AIM: Extract the full newsgroup post on mipmapping and trilinear filtering below, reproducing it word for word.

POV-Ray : Newsgroups : povray.unofficial.patches : Mipmapping and trilinear filtering in povray : Mipmapping and trilinear filtering in povray Server Time
2 Sep 2024 16:15:15 EDT (-0400)
  Mipmapping and trilinear filtering in povray  
From: Nieminen Juha
Date: 9 Nov 1999 07:43:37
Message: <382816f9@news.povray.org>
When you use image maps, you can tell povray to use bilinear filtering
when rendering it. This means that when the texels of the projection of the
image map on screen are bigger than the screen pixels, povray will calculate
the in-between pixels by interpolating the 4 nearby texels of the image map.
  This does a good job when the image map is zoomed so big that it's texels
are bigger than the screen pixels.
  However, when the texels are smaller than the screen pixels, the bilinear
interpolation doesn't help much. Not every texel of the image map will be
taken into account when rendering and so there will appear unwanted effects,
like broken lines, moire patterns, etc (even when antialiasing is on). They
don't look very good. The smaller the texels with respect to screen pixels,
the worse the result.
  In most 3D engines (renderers, 3D games, 3D video cards...) this problem
is corrected by calculating mipmapping and trilinear filtering.

Dataset records:

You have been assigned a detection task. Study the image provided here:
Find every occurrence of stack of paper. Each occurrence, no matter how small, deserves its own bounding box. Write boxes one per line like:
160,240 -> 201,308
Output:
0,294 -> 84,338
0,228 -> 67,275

FINISHED TASK:
POV-Ray : Newsgroups : povray.unofficial.patches : Mipmapping and trilinear filtering in povray : Mipmapping and trilinear filtering in povray Server Time
2 Sep 2024 16:15:15 EDT (-0400)
  Mipmapping and trilinear filtering in povray  
From: Nieminen Juha
Date: 9 Nov 1999 07:43:37
Message: <382816f9@news.povray.org>
When you use image maps, you can tell povray to use bilinear filtering
when rendering it. This means that when the texels of the projection of the
image map on screen are bigger than the screen pixels, povray will calculate
the in-between pixels by interpolating the 4 nearby texels of the image map.
  This does a good job when the image map is zoomed so big that it's texels
are bigger than the screen pixels.
  However, when the texels are smaller than the screen pixels, the bilinear
interpolation doesn't help much. Not every texel of the image map will be
taken into account when rendering and so there will appear unwanted effects,
like broken lines, moire patterns, etc (even when antialiasing is on). They
don't look very good. The smaller the texels with respect to screen pixels,
the worse the result.
  In most 3D engines (renderers, 3D games, 3D video cards...) this problem
is corrected by calculating mipmapping and trilinear filtering.